◆ **STATED GOAL**: Return every line of the data below that contains the string "beard". Matching is case-sensitive.

--- Begin RECORDS ---

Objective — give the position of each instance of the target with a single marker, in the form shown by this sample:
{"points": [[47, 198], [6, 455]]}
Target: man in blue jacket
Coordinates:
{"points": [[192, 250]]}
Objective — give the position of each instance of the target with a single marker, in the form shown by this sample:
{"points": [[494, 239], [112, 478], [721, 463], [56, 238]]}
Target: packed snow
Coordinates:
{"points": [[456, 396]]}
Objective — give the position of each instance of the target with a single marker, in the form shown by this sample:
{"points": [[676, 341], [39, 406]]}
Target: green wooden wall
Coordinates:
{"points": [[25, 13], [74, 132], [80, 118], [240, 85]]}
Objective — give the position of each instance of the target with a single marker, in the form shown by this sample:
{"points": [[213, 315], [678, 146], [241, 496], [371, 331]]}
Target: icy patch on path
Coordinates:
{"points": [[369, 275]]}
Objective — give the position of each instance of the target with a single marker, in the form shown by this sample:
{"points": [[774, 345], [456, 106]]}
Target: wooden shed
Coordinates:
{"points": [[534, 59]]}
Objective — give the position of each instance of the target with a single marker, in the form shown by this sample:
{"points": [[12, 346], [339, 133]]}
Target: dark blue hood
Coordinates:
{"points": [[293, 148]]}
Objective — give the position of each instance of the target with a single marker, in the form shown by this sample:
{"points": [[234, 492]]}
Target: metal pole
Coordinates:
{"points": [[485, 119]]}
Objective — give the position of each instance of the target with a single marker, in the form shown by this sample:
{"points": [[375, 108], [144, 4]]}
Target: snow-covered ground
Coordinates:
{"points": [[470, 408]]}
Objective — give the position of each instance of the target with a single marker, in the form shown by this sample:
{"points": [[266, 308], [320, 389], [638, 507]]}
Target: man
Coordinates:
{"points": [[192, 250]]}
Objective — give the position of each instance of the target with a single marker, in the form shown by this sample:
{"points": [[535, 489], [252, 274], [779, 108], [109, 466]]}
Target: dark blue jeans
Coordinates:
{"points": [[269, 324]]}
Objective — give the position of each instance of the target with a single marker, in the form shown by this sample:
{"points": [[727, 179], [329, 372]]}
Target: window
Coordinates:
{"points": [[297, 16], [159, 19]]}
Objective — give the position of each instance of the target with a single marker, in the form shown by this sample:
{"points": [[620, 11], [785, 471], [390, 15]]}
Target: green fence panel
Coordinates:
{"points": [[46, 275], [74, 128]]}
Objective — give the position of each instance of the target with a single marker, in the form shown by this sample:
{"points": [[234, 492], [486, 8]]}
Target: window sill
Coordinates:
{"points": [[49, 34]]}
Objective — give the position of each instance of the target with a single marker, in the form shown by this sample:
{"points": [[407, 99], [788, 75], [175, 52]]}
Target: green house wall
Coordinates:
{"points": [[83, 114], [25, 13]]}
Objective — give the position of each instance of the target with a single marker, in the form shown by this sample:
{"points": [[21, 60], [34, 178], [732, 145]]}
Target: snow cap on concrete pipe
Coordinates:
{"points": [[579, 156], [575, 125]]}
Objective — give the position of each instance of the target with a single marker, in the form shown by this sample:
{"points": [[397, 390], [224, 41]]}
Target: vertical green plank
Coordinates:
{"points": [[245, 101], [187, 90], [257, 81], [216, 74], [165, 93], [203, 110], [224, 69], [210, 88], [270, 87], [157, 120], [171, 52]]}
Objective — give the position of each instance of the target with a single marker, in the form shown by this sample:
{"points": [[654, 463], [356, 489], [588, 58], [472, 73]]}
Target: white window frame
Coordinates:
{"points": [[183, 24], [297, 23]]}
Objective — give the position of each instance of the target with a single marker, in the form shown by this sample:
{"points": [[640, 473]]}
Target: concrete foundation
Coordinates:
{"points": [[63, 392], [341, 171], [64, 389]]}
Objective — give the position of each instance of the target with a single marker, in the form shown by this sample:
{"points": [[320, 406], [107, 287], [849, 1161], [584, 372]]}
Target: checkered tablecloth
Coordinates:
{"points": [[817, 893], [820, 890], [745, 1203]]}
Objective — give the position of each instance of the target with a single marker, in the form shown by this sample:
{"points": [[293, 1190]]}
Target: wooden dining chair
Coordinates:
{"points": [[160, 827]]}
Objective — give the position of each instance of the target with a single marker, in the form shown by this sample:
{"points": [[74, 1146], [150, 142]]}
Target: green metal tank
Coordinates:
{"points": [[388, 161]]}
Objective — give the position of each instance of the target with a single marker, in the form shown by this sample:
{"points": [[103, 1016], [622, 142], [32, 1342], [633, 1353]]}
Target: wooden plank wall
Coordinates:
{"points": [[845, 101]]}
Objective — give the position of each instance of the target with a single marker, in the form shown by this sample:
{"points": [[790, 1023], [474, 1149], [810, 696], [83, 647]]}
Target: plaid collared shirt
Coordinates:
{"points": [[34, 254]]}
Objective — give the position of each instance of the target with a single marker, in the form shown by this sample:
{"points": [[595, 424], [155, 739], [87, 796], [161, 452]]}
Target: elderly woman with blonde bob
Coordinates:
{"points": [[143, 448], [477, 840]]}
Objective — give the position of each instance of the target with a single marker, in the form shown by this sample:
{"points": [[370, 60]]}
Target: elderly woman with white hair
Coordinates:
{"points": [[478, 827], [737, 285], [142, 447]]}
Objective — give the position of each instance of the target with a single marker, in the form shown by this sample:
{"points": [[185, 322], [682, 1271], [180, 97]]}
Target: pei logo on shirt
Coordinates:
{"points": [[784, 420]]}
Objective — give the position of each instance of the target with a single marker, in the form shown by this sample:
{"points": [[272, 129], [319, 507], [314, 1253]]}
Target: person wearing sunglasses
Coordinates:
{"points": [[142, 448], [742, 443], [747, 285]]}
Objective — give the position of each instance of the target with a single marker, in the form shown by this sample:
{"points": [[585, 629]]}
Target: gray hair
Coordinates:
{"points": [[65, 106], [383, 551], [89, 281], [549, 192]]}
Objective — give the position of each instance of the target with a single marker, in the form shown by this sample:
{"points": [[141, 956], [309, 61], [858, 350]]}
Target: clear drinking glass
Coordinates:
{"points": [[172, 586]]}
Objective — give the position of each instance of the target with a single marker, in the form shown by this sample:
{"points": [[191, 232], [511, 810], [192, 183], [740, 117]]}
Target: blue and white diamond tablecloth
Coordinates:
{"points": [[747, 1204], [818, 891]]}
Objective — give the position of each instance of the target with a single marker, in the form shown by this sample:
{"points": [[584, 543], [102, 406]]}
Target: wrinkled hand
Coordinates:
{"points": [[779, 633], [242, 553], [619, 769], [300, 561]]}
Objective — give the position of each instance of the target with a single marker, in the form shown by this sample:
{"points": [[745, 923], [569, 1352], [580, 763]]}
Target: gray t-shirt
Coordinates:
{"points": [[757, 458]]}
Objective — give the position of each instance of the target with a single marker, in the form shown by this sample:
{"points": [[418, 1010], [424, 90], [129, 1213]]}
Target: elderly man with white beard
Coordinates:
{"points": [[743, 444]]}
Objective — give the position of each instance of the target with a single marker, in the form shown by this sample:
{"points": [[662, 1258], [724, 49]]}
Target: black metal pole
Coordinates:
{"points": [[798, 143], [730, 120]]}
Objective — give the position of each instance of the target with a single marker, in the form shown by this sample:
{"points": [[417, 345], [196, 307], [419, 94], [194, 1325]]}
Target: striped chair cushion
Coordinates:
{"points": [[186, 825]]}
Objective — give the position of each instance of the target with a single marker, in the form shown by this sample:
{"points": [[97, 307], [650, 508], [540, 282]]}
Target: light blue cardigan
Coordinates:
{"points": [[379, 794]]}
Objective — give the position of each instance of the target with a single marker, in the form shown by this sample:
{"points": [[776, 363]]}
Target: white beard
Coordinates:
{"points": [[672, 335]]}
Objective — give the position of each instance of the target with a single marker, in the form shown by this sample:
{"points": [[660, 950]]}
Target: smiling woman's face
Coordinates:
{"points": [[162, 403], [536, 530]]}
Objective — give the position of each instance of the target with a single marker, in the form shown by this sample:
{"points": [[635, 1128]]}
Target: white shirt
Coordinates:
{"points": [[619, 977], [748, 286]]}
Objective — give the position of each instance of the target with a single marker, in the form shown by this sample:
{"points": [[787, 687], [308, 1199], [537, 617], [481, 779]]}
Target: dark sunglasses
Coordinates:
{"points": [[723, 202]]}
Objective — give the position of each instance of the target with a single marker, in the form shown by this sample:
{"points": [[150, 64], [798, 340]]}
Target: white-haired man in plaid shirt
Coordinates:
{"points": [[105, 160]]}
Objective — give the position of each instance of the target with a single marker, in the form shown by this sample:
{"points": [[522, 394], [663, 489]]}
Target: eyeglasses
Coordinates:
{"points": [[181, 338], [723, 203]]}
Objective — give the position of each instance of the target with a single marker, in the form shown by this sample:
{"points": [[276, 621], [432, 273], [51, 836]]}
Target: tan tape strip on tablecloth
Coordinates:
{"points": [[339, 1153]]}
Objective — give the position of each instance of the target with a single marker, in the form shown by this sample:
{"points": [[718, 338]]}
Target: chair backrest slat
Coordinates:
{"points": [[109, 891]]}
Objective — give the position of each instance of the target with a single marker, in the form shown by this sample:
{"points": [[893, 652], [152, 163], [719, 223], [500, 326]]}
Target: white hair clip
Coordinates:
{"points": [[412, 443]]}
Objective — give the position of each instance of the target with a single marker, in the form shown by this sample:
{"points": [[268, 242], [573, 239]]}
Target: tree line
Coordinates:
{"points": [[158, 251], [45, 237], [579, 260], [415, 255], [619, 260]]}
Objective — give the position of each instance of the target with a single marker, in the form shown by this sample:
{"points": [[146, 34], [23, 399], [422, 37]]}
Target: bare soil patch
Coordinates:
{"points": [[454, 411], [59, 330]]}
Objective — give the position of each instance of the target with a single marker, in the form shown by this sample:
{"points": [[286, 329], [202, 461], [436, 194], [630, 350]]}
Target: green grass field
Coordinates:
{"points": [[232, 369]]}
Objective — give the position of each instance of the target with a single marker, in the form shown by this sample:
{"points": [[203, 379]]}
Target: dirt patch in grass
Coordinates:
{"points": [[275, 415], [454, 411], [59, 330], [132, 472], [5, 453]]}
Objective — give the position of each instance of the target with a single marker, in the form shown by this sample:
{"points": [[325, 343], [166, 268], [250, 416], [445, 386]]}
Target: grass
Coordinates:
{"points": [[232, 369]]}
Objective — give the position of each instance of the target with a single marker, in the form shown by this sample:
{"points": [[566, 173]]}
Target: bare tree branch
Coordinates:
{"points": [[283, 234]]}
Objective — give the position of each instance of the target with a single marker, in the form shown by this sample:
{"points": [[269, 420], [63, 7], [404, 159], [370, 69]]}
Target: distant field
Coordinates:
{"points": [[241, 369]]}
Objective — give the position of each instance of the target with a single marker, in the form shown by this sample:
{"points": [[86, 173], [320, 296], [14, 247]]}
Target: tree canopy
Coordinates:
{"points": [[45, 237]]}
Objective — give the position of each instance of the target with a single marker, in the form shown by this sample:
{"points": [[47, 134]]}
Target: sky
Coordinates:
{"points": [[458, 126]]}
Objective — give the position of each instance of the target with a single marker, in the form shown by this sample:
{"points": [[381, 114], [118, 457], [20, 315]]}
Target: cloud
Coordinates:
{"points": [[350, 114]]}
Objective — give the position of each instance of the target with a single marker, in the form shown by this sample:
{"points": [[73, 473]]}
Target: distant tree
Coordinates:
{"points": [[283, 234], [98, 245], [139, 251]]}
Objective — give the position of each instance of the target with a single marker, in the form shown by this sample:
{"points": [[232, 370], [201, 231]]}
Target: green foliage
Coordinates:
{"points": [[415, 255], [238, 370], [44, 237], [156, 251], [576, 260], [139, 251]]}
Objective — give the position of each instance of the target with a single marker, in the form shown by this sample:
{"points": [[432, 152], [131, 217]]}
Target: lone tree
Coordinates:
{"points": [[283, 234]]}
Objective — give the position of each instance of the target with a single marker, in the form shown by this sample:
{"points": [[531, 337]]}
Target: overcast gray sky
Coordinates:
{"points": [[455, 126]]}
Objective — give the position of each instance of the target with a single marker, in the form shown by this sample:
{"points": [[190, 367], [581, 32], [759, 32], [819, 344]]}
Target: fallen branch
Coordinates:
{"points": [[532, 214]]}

--- End RECORDS ---

◆ **RESPONSE BELOW**:
Target: elderly man with white beard
Target: white beard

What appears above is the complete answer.